-- Given records start --

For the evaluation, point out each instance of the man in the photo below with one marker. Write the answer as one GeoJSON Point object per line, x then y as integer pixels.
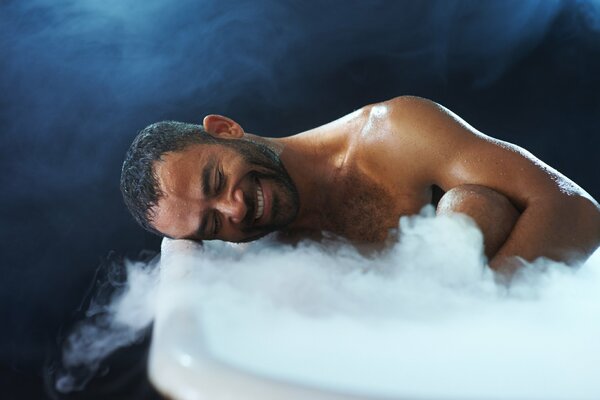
{"type": "Point", "coordinates": [355, 177]}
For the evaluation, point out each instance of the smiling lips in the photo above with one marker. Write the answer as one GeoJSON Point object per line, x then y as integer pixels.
{"type": "Point", "coordinates": [260, 201]}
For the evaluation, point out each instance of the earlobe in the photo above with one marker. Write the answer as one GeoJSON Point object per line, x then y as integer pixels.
{"type": "Point", "coordinates": [222, 127]}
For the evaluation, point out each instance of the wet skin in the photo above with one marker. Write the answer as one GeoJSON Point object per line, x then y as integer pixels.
{"type": "Point", "coordinates": [357, 175]}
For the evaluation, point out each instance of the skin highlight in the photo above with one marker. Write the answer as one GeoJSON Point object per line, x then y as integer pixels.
{"type": "Point", "coordinates": [354, 177]}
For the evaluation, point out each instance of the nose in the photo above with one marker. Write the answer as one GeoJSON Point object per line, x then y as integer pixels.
{"type": "Point", "coordinates": [233, 206]}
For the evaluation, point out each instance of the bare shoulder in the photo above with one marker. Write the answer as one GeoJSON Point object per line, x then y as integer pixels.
{"type": "Point", "coordinates": [400, 135]}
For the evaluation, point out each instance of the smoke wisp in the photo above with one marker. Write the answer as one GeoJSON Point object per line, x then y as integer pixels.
{"type": "Point", "coordinates": [425, 318]}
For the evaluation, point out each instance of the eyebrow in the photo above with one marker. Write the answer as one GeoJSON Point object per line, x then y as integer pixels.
{"type": "Point", "coordinates": [205, 188]}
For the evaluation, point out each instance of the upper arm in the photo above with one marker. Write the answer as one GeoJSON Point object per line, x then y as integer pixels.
{"type": "Point", "coordinates": [448, 152]}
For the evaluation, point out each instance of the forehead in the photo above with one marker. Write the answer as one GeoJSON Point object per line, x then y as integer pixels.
{"type": "Point", "coordinates": [178, 175]}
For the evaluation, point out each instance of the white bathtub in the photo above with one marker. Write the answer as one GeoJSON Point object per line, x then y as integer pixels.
{"type": "Point", "coordinates": [539, 342]}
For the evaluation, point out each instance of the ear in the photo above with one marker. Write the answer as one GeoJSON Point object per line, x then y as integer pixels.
{"type": "Point", "coordinates": [222, 127]}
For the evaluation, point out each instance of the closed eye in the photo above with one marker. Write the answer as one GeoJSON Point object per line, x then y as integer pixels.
{"type": "Point", "coordinates": [216, 224]}
{"type": "Point", "coordinates": [220, 181]}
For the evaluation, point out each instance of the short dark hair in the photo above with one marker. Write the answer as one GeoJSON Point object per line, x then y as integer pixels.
{"type": "Point", "coordinates": [139, 184]}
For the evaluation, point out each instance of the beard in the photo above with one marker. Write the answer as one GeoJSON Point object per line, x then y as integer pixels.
{"type": "Point", "coordinates": [266, 166]}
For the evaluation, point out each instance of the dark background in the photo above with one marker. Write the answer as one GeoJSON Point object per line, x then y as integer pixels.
{"type": "Point", "coordinates": [79, 78]}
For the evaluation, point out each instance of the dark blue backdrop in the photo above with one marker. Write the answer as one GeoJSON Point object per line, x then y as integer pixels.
{"type": "Point", "coordinates": [78, 78]}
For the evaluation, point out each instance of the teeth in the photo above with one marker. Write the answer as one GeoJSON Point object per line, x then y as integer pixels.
{"type": "Point", "coordinates": [260, 201]}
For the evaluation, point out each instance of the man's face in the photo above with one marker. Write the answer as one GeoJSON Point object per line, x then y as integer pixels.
{"type": "Point", "coordinates": [236, 192]}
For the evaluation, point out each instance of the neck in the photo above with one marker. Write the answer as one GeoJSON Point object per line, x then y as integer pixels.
{"type": "Point", "coordinates": [313, 160]}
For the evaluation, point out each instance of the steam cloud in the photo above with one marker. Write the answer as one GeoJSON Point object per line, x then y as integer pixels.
{"type": "Point", "coordinates": [423, 319]}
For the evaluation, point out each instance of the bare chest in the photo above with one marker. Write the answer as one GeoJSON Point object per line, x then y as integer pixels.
{"type": "Point", "coordinates": [364, 210]}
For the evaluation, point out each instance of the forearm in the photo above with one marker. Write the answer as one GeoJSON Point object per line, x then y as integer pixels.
{"type": "Point", "coordinates": [564, 230]}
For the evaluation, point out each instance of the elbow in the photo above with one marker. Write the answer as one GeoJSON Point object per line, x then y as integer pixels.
{"type": "Point", "coordinates": [582, 216]}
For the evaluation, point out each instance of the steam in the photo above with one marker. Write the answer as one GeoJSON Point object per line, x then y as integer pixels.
{"type": "Point", "coordinates": [425, 318]}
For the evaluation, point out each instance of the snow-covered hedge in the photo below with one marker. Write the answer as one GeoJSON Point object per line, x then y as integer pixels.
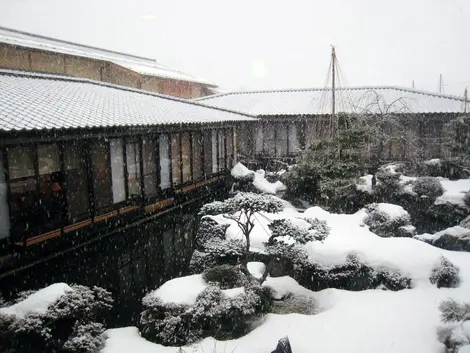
{"type": "Point", "coordinates": [466, 199]}
{"type": "Point", "coordinates": [445, 274]}
{"type": "Point", "coordinates": [171, 317]}
{"type": "Point", "coordinates": [385, 219]}
{"type": "Point", "coordinates": [455, 238]}
{"type": "Point", "coordinates": [226, 276]}
{"type": "Point", "coordinates": [247, 180]}
{"type": "Point", "coordinates": [388, 182]}
{"type": "Point", "coordinates": [353, 275]}
{"type": "Point", "coordinates": [58, 318]}
{"type": "Point", "coordinates": [455, 333]}
{"type": "Point", "coordinates": [428, 186]}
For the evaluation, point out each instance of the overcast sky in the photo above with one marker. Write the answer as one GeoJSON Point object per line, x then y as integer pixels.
{"type": "Point", "coordinates": [268, 44]}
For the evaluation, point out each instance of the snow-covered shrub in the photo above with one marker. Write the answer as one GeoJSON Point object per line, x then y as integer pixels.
{"type": "Point", "coordinates": [242, 208]}
{"type": "Point", "coordinates": [407, 231]}
{"type": "Point", "coordinates": [226, 276]}
{"type": "Point", "coordinates": [466, 198]}
{"type": "Point", "coordinates": [388, 183]}
{"type": "Point", "coordinates": [293, 303]}
{"type": "Point", "coordinates": [455, 333]}
{"type": "Point", "coordinates": [67, 324]}
{"type": "Point", "coordinates": [318, 230]}
{"type": "Point", "coordinates": [386, 219]}
{"type": "Point", "coordinates": [465, 223]}
{"type": "Point", "coordinates": [428, 186]}
{"type": "Point", "coordinates": [214, 313]}
{"type": "Point", "coordinates": [453, 311]}
{"type": "Point", "coordinates": [85, 338]}
{"type": "Point", "coordinates": [445, 274]}
{"type": "Point", "coordinates": [391, 280]}
{"type": "Point", "coordinates": [209, 230]}
{"type": "Point", "coordinates": [455, 238]}
{"type": "Point", "coordinates": [223, 317]}
{"type": "Point", "coordinates": [353, 275]}
{"type": "Point", "coordinates": [444, 214]}
{"type": "Point", "coordinates": [213, 248]}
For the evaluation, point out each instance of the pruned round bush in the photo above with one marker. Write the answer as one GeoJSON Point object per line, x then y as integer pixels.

-- Given records end --

Given request: What you return should match the records above word for word, minus the pictures.

The output:
For the evaluation, point out each instance of the man in the photo below with one marker. Write the answer as one GeoJSON Point object per line, x then y as integer pixels.
{"type": "Point", "coordinates": [355, 177]}
For the evaluation, point out each instance of the smiling lips in the photo above with one marker. Write the answer as one GeoJSON Point object per line, x then y as integer pixels.
{"type": "Point", "coordinates": [260, 201]}
For the evaluation, point out each instance of the earlobe in the photo above with one marker. Write the answer as one GeoJSON Point object per line, x then y as integer pixels.
{"type": "Point", "coordinates": [222, 127]}
For the evaluation, point out each instance of the wet skin in the photo above with one marker. Write the answer as one GeoJSON Point object per line, x then y as integer pixels.
{"type": "Point", "coordinates": [357, 175]}
For the evaluation, point out each instance of the skin highlight in the photo above with one marker. Write the answer as one GeoJSON Point object per line, x then y as integer pixels.
{"type": "Point", "coordinates": [354, 177]}
For the evaluation, point out each instance of the nose in the photo above with one marker. Write the answer as one GeoJSON Point object per line, x then y as integer pixels.
{"type": "Point", "coordinates": [233, 206]}
For the evaluation, point out each instance of the bare shoulder in the photo above with one marker. Write the answer as one GeoJSON Point object per line, x then y as integer pixels.
{"type": "Point", "coordinates": [400, 135]}
For the evaluation, point out each instance of the smoke wisp in the photo above with one marker. Write the answer as one GeoJSON Point object per line, x then y as integer pixels.
{"type": "Point", "coordinates": [425, 318]}
For the evaluation, point out each instance of the eyebrow in the photo above with one marker. Write the answer as one GeoJSON Point object per line, x then y as integer pixels.
{"type": "Point", "coordinates": [205, 188]}
For the evaluation, point out each instance of the upper arm in the photo above with one marker. Write the answer as one GeoJSON Point object per line, x then y as integer pixels.
{"type": "Point", "coordinates": [448, 152]}
For the evaluation, point out each instance of the forehead in the photo above with one marker. Write the answer as one GeoJSON Point object per line, x then y as integer pixels.
{"type": "Point", "coordinates": [178, 175]}
For the evaluation, point out each instance of the white bathtub in the photo above with one marker. Write the answer as one GeoJSON Point object per line, x then y as integer pixels.
{"type": "Point", "coordinates": [539, 342]}
For the evaluation, point out each instance of the ear in the photo above with one marker. Write the answer as one GeoJSON Point object per line, x then y as integer pixels.
{"type": "Point", "coordinates": [222, 127]}
For the evaluation, point out each instance of the closed eye in the photo above with one marker. Write the answer as one GeoJSON Point object per line, x then y as integer pixels.
{"type": "Point", "coordinates": [216, 224]}
{"type": "Point", "coordinates": [220, 181]}
For the evaluation, point out each instance of the short dark hair in the photo above with one marker. Write the answer as one GeoJSON Point object per line, x then y as integer pixels.
{"type": "Point", "coordinates": [139, 184]}
For the evaluation, point out each instance of the beard in the photo above with one marker. Write the answer as one GeoJSON Point object per line, x then y as integer pixels.
{"type": "Point", "coordinates": [266, 166]}
For the evaluation, point out each instance of the dark background in the photo above with one marker. Write the answer as one GeoJSON Point object per line, x then y as integer pixels.
{"type": "Point", "coordinates": [79, 78]}
For the evaluation, point out each instance of the dark blue backdrop in the photo above with one marker. Write the answer as one GeoJSON Point object per line, x then y as integer pixels.
{"type": "Point", "coordinates": [78, 78]}
For the evaluation, point out each instance of the teeth in the photo above with one marker. Write the answer as one GeoJSON Point object per line, x then y as integer pixels.
{"type": "Point", "coordinates": [260, 201]}
For the evaluation, point out each instance of the man's face in the photo above with one marker. Write the answer as one GeoJSON Point object per line, x then y as integer pixels.
{"type": "Point", "coordinates": [236, 192]}
For the evaluation, point out each instance of the neck in the photo above with one marker. Write the answer as one GeoJSON Point object per line, x then y as integer pixels.
{"type": "Point", "coordinates": [313, 160]}
For the evaluation, point out each instance of the steam cloud in the photo above with one marker. Write the answer as one GeoJSON Point object per line, x then y as integer pixels.
{"type": "Point", "coordinates": [423, 319]}
For the evaluation, point out each instance of the bare chest in the photo above with one marker. Write the answer as one GeoJSON Point object per line, x then y as integer pixels.
{"type": "Point", "coordinates": [364, 210]}
For the evaluation, point out each instance of the forearm in the photo above with one marker. Write the answer as one GeoJSON Point object per line, x then y as integer pixels.
{"type": "Point", "coordinates": [564, 230]}
For the evaluation, point out each instance of the elbow in the photo above with one marker. Write the answer as one GeoJSON Point object per line, x then y as integer pixels.
{"type": "Point", "coordinates": [582, 216]}
For the evaluation, point out each instance of the steam in the photo above with one marker. Write the answer as one GeoJSON Point object per line, x then y as integer pixels.
{"type": "Point", "coordinates": [425, 318]}
For the evaluation, point out each instance of the snow-covered hedge in the photo below with one marker. Write the answer as one GeoJSON Point object per line, x then y as integer pixels.
{"type": "Point", "coordinates": [466, 199]}
{"type": "Point", "coordinates": [445, 274]}
{"type": "Point", "coordinates": [171, 317]}
{"type": "Point", "coordinates": [385, 219]}
{"type": "Point", "coordinates": [455, 238]}
{"type": "Point", "coordinates": [226, 276]}
{"type": "Point", "coordinates": [247, 180]}
{"type": "Point", "coordinates": [388, 182]}
{"type": "Point", "coordinates": [353, 275]}
{"type": "Point", "coordinates": [58, 318]}
{"type": "Point", "coordinates": [455, 333]}
{"type": "Point", "coordinates": [428, 186]}
For the evaluation, point out each instance of the overcast sky in the photo above with one marker. Write the answer as one GeoJSON Point object per line, x then y as integer pixels.
{"type": "Point", "coordinates": [268, 44]}
For the evaluation, point out each instance of the snow-covered shrub in the photo above with one marker. Write the answer as one GeoJSON Point object per line, x then y as integer pixels.
{"type": "Point", "coordinates": [242, 208]}
{"type": "Point", "coordinates": [407, 231]}
{"type": "Point", "coordinates": [226, 276]}
{"type": "Point", "coordinates": [466, 198]}
{"type": "Point", "coordinates": [388, 183]}
{"type": "Point", "coordinates": [293, 303]}
{"type": "Point", "coordinates": [455, 333]}
{"type": "Point", "coordinates": [67, 324]}
{"type": "Point", "coordinates": [318, 230]}
{"type": "Point", "coordinates": [386, 219]}
{"type": "Point", "coordinates": [465, 223]}
{"type": "Point", "coordinates": [428, 186]}
{"type": "Point", "coordinates": [214, 313]}
{"type": "Point", "coordinates": [453, 311]}
{"type": "Point", "coordinates": [85, 338]}
{"type": "Point", "coordinates": [445, 274]}
{"type": "Point", "coordinates": [391, 280]}
{"type": "Point", "coordinates": [209, 230]}
{"type": "Point", "coordinates": [455, 238]}
{"type": "Point", "coordinates": [223, 317]}
{"type": "Point", "coordinates": [353, 275]}
{"type": "Point", "coordinates": [444, 214]}
{"type": "Point", "coordinates": [213, 248]}
For the evaluation, point out each instance of the pruned round bush in the photo above with one marker. Write the answer as one GeoJSON Point object per line, x then y as integer pixels.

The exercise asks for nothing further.